- _Kaynaktan alıntı_
----
“Silahsızmış, dokunulamazmış olur mu öyle şey!”

Aziz Şah – Türk askeri Denya’da Rum çiftçiyi taşladı…

1990’lardaki cinayetleri düşününce şanslıymış çiftçi diyorum. Öldürülseydi hiç kimse hesap vermeyecekti. Kıbrıslılar arasına bir ceset daha mevzideki kum torbası gibi yığılacaktı…

Geçen sene Sedat Peker, Kutlu Adalı cinayetini gündeme getirince konuşmak zorunda kalanlardan biri de Kıbrıs Türk Barış Kuvvetleri Komutanı Korgeneral Hasan Kundakçı idi. Tasos Isaak ve Solomos Solomou’nun öldürüldüğü Derinya olaylarını anlattı…

Rum Liderliği’nin en ‘uzlaşmacı’ isimlerinden biri Klerides olageldi hep. Isaak ve Solomou için Denktaş’a yazdığı mektuplar aklıma geldi…

Kundakçı o kadar rahat bir şekilde çıkıp ‘‘Solomos Solomou’nun vur emrini ben verdim!’’ dedi ki…

İnsan olan hatırlamak zorunda kalıyor.

Glafkos Klerides şöyle diyor Denktaş’a 22 Ekim 1996’da:

‘‘Sizi temin ederim ki, 11 ve 14 Ağustos’ta sizin tarafın işlediği Tasos Isaak, Solomos Solomou cinayetleri konusuna geri dönmek beni üzüyor. Ne var ki, sadece bu insanlık dışı cinayetlerin sizin tarafça kınanmadığı için değil,  ama daha sonra 13 Ekim’de, yağmurdan sonra tarlalarda salyangoz toplayan yörenin yerlisi Petros Kakoullis’in Türk askerleri tarafından vurulması, maktul yerde ağır yaralı olarak yatarken sıkılan üç mermiyle barbarca öldürülmüş olması nedeniyle de bunu yapmayı ödev biliyorum.
----
- _Verilen istek 1_
Alıntıya göre şu soruları yanıtlayın:
(a) Hasan Kundakçı hangi rütbede ve hangi görevdeydi?
(b) Glafkos Klerides, Denktaş'a hangi tarihte yazdı?
(c) Petros Kakoullis vurulduğunda ne yapıyordu?
- _Verilen istek 2_
Aşağıdaki ifadeler alıntıyla uyuşuyor mu? Lütfen her birini evet ya da hayır diye yanıtlayın ve alıntıdaki belirleyici sözleri aynen aktarın.
(a) Denya'da taşlanan çiftçi öldürüldü.
(b) Kundakçı, Solomos Solomou'nun vur emrini kendisinin verdiğini söyledi.
(c) Klerides'e göre Isaak ve Solomou cinayetleri 11 ve 14 Eylül'de işlendi.
Satırlara bakmak gerekmiyor.
----
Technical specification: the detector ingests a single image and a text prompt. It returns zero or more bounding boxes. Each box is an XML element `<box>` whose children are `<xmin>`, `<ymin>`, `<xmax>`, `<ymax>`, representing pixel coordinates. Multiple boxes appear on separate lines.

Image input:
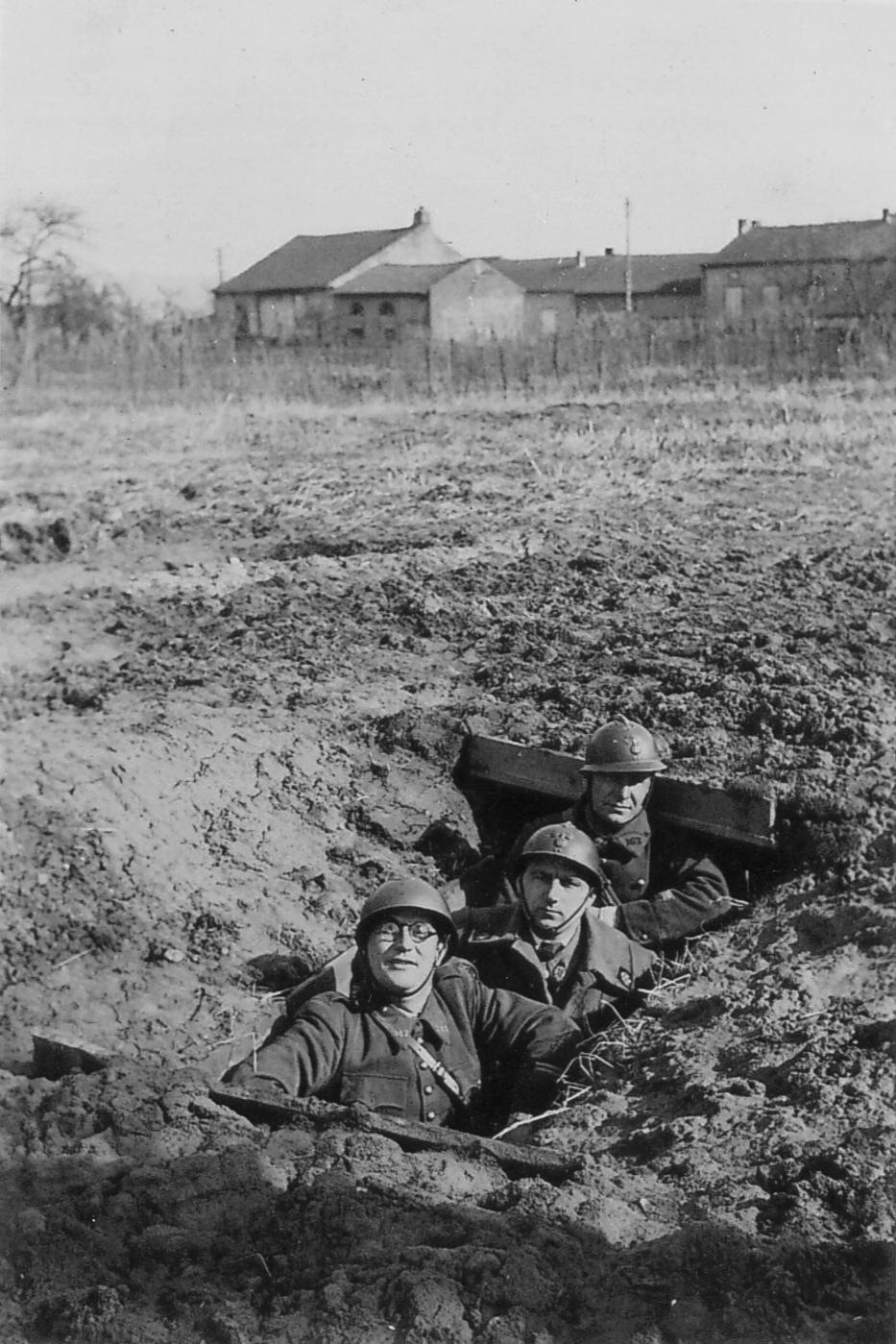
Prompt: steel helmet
<box><xmin>516</xmin><ymin>821</ymin><xmax>600</xmax><ymax>887</ymax></box>
<box><xmin>354</xmin><ymin>878</ymin><xmax>457</xmax><ymax>957</ymax></box>
<box><xmin>582</xmin><ymin>718</ymin><xmax>666</xmax><ymax>774</ymax></box>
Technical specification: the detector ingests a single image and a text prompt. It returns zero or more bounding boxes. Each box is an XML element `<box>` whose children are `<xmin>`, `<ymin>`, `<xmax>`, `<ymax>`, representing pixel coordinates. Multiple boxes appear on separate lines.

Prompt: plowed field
<box><xmin>0</xmin><ymin>383</ymin><xmax>896</xmax><ymax>1344</ymax></box>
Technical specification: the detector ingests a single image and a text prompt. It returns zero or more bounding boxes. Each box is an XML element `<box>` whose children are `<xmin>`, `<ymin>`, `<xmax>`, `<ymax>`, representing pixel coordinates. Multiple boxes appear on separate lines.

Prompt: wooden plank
<box><xmin>459</xmin><ymin>734</ymin><xmax>775</xmax><ymax>849</ymax></box>
<box><xmin>208</xmin><ymin>1087</ymin><xmax>582</xmax><ymax>1182</ymax></box>
<box><xmin>31</xmin><ymin>1032</ymin><xmax>109</xmax><ymax>1079</ymax></box>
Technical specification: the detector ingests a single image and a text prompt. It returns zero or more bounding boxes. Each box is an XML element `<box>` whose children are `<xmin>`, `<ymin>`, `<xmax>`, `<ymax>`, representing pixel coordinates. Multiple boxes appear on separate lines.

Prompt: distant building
<box><xmin>489</xmin><ymin>249</ymin><xmax>708</xmax><ymax>336</ymax></box>
<box><xmin>213</xmin><ymin>207</ymin><xmax>464</xmax><ymax>341</ymax></box>
<box><xmin>334</xmin><ymin>258</ymin><xmax>525</xmax><ymax>343</ymax></box>
<box><xmin>704</xmin><ymin>209</ymin><xmax>896</xmax><ymax>327</ymax></box>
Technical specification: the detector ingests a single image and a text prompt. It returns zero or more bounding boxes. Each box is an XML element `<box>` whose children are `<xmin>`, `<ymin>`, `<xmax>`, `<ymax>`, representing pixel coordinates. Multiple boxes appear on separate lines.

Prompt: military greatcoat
<box><xmin>226</xmin><ymin>960</ymin><xmax>582</xmax><ymax>1125</ymax></box>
----
- _Yazılı yanıt 1_
(a) Korgeneraldi ve Kıbrıs Türk Barış Kuvvetleri Komutanıydı.
(b) 22 Ekim 1996'da yazdı.
(c) Yağmurdan sonra tarlalarda salyangoz topluyordu.

- _Yazılı yanıt 2_
(a) Hayır: "Öldürülseydi hiç kimse hesap vermeyecekti."
(b) Evet: "Solomos Solomou’nun vur emrini ben verdim!"
(c) Hayır: "11 ve 14 Ağustos’ta sizin tarafın işlediği Tasos Isaak, Solomos Solomou cinayetleri"